- [The task]: Can you retype the entries below, from their start through the line containing "left=120, top=91, right=267, bottom=237", character for character?

Records of labeled boxes:
+ + + + +
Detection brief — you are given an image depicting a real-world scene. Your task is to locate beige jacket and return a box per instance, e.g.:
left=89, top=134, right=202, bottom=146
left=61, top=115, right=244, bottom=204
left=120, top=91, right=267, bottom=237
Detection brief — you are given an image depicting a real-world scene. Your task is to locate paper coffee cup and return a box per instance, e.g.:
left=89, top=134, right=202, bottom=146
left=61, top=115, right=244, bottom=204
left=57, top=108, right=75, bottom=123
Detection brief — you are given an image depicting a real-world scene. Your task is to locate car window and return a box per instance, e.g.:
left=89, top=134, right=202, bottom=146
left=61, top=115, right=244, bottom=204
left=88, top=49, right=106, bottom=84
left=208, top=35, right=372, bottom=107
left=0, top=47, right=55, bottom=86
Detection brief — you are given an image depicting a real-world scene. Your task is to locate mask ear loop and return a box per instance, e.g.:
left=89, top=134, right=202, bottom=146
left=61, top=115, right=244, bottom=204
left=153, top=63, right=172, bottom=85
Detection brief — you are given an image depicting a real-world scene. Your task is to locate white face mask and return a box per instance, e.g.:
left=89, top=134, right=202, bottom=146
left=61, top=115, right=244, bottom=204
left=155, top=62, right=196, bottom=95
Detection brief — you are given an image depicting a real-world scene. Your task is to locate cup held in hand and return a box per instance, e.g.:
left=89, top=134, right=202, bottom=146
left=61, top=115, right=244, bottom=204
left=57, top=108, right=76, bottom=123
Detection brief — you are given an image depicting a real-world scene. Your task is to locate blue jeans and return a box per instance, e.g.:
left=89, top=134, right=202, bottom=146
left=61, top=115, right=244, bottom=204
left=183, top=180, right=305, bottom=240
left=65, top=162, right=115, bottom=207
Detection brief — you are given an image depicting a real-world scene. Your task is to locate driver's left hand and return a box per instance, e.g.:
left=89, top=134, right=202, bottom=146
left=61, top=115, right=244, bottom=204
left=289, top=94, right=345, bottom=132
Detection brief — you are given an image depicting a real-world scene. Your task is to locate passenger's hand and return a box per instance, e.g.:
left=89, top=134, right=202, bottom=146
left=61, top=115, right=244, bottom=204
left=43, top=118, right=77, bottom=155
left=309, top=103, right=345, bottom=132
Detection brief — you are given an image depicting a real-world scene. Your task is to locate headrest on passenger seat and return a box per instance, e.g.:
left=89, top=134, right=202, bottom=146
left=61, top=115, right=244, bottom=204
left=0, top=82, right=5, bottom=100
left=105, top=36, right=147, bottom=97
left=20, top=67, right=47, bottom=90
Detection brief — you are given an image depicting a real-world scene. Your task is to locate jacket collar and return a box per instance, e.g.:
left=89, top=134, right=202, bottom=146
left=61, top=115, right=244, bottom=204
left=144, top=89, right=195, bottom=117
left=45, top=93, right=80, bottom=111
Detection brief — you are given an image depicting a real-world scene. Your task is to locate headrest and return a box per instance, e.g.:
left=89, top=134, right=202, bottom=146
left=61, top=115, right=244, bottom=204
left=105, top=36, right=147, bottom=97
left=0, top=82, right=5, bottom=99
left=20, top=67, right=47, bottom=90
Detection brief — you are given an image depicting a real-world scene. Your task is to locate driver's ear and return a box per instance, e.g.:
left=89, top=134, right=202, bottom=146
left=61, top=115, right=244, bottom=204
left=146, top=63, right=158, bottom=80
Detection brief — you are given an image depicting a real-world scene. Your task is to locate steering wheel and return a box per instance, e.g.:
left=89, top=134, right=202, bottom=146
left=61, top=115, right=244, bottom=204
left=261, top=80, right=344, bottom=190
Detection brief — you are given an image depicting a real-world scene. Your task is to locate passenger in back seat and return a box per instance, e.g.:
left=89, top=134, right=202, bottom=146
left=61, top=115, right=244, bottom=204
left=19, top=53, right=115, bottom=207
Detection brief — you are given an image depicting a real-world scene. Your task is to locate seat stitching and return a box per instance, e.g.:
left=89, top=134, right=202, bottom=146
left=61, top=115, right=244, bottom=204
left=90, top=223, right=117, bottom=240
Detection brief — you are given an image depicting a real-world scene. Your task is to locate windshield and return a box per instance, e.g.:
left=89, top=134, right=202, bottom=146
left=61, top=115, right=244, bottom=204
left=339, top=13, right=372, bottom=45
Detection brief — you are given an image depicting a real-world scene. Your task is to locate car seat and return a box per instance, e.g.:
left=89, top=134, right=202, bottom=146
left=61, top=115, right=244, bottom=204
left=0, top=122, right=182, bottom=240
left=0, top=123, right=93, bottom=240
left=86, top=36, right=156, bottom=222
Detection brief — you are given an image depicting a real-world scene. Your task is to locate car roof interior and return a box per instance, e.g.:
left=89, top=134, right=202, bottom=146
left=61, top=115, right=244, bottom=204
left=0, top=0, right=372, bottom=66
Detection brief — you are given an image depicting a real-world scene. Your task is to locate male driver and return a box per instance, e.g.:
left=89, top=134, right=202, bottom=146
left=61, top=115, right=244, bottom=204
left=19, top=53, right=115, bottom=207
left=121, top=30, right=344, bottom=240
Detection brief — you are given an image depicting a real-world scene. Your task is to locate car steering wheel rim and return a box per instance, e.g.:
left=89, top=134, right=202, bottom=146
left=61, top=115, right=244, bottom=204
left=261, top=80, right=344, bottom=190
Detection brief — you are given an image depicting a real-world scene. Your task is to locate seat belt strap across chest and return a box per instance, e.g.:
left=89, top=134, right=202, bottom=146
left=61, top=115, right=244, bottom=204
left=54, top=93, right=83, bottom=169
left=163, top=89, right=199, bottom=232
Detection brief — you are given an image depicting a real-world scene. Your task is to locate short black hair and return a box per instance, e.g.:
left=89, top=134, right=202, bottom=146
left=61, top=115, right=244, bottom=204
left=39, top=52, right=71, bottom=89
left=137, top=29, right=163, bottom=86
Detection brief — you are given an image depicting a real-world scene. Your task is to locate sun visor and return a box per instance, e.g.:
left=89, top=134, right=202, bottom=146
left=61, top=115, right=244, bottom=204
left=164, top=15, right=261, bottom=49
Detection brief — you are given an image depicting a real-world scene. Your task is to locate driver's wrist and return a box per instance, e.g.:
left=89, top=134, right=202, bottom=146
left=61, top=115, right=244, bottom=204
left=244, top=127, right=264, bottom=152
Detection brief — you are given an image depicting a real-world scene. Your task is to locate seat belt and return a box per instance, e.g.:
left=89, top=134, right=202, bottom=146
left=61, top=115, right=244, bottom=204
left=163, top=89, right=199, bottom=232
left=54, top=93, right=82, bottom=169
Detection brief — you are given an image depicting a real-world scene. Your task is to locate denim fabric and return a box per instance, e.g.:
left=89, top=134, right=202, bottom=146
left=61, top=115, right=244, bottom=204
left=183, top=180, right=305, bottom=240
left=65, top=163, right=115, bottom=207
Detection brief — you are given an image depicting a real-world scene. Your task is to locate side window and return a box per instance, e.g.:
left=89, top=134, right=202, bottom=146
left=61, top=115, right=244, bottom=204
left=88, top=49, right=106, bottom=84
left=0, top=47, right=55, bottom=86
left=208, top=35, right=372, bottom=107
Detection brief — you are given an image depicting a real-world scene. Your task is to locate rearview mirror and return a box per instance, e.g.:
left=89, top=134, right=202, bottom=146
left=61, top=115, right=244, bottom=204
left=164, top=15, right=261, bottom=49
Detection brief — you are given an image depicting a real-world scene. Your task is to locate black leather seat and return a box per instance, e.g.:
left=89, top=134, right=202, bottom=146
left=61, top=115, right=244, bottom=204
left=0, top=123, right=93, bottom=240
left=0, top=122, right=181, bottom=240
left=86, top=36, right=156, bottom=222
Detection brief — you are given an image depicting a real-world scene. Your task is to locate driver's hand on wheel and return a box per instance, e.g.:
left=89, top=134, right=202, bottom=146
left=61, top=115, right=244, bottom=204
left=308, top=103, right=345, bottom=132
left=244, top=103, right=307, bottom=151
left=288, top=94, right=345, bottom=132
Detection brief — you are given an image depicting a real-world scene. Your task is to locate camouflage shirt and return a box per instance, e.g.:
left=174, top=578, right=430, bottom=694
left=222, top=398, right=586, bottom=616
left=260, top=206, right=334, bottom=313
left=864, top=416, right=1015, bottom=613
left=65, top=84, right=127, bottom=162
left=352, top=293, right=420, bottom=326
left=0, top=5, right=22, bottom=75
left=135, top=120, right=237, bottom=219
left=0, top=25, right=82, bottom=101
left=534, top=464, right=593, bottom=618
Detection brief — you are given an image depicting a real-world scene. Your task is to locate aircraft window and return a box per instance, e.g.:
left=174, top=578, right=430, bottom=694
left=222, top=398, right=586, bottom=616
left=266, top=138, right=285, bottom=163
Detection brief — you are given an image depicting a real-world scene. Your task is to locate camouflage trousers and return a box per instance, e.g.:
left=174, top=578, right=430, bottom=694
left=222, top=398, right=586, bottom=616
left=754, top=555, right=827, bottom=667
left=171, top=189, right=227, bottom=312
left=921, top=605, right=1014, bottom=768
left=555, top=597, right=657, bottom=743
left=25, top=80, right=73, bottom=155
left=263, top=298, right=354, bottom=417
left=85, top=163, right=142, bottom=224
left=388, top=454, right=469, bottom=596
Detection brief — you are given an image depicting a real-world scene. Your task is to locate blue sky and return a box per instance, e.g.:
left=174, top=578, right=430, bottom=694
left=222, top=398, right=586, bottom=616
+ + + + +
- [Solution]:
Detection brief — you are given an image depicting a real-world scene. Your task is to locate beige jacket and return a box per instance, e.g.:
left=89, top=134, right=202, bottom=146
left=61, top=115, right=244, bottom=204
left=120, top=91, right=267, bottom=237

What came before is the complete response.